Print the complete set of entries exactly.

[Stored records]
::::::

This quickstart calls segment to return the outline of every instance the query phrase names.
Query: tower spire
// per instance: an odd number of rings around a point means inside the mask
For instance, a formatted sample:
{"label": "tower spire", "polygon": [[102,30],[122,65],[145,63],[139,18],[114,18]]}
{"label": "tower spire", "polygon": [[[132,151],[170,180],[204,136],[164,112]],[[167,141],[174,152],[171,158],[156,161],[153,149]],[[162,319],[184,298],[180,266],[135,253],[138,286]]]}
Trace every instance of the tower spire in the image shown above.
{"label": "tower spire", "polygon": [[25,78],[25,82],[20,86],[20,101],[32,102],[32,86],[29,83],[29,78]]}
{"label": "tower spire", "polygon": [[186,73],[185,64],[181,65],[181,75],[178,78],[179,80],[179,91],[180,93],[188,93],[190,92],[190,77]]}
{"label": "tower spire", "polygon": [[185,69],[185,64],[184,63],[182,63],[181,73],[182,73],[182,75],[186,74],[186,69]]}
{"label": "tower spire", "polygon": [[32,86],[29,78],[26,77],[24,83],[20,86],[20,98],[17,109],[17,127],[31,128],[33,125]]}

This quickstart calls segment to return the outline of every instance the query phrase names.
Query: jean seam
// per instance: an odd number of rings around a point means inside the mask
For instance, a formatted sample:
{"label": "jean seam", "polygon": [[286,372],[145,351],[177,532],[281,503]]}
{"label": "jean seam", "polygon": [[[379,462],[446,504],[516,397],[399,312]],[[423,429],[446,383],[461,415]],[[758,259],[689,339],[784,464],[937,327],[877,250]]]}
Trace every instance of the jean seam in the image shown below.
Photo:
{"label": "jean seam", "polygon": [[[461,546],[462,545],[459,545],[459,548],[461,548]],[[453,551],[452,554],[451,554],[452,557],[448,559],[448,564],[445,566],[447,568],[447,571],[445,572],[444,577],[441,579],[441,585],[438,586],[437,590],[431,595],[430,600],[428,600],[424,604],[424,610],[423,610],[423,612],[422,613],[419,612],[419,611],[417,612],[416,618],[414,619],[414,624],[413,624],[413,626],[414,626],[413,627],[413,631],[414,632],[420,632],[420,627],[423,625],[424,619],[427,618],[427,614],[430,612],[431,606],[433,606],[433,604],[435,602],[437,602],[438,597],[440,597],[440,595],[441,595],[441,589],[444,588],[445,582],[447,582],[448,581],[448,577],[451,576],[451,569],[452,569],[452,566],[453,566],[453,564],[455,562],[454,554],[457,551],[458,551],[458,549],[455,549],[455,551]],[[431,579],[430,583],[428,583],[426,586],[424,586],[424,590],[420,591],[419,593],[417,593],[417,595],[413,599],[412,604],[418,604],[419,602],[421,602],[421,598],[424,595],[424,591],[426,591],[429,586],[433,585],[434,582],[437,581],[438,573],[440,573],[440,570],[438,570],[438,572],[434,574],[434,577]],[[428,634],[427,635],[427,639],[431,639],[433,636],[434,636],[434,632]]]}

::::::

YOUR SOLUTION:
This quickstart calls segment to return the outline of every instance the query phrase names.
Query: tower spire
// per instance: an odd number of rings around a point means inside the mask
For instance, a formatted sample:
{"label": "tower spire", "polygon": [[102,30],[122,65],[145,63],[139,18],[114,18]]}
{"label": "tower spire", "polygon": [[[132,151],[170,180],[204,136],[164,112]],[[167,141],[174,152],[171,158],[156,161],[153,149]],[[162,319],[184,298],[180,266],[135,253],[138,286]]]}
Trace every instance of the tower spire in the image shown above.
{"label": "tower spire", "polygon": [[25,78],[25,82],[20,86],[20,101],[32,102],[32,86],[29,83],[29,78]]}
{"label": "tower spire", "polygon": [[186,73],[185,64],[181,65],[181,75],[178,78],[179,80],[179,91],[180,93],[188,93],[190,92],[190,77]]}
{"label": "tower spire", "polygon": [[185,69],[185,64],[184,63],[182,63],[181,73],[182,73],[182,75],[186,74],[186,69]]}
{"label": "tower spire", "polygon": [[32,86],[29,78],[26,77],[24,83],[20,86],[20,98],[17,109],[17,127],[31,128],[33,125]]}

This quickstart calls segment to return the outline of every instance the query phrase names.
Query: jean seam
// per instance: an odd number of rings around a point means inside the mask
For instance, a formatted sample:
{"label": "jean seam", "polygon": [[286,372],[145,351],[177,532],[281,503]]}
{"label": "jean seam", "polygon": [[[379,462],[446,504],[516,397],[399,312]],[[423,429],[446,383],[461,415]],[[758,259],[689,339],[784,464],[937,327],[877,250]]]}
Trace every instance of the jean seam in the image shown below.
Photo:
{"label": "jean seam", "polygon": [[[461,546],[462,545],[459,545],[459,548],[461,548]],[[453,551],[452,554],[451,554],[452,557],[448,559],[448,564],[445,566],[447,568],[447,571],[445,572],[444,577],[441,579],[441,585],[438,586],[437,590],[431,595],[430,600],[428,600],[424,604],[424,610],[423,610],[423,612],[422,613],[419,612],[419,611],[417,612],[416,618],[414,619],[414,624],[413,624],[413,626],[414,626],[413,627],[413,631],[414,632],[420,632],[420,627],[423,625],[424,619],[427,618],[427,614],[430,612],[431,606],[433,606],[433,604],[435,602],[437,602],[438,597],[440,597],[440,595],[441,595],[441,589],[444,588],[445,582],[447,582],[448,581],[448,577],[451,576],[451,569],[452,569],[452,566],[453,566],[453,564],[455,562],[454,554],[457,551],[458,551],[458,549],[455,549],[455,551]],[[431,579],[430,583],[428,583],[426,586],[424,586],[424,590],[420,591],[419,593],[417,593],[417,595],[413,599],[412,604],[418,604],[419,602],[421,602],[421,598],[424,595],[424,591],[426,591],[429,586],[433,585],[434,582],[437,581],[438,573],[440,573],[440,570],[438,570],[438,572],[434,574],[434,577]],[[428,634],[427,635],[427,639],[431,639],[433,636],[434,636],[434,632]]]}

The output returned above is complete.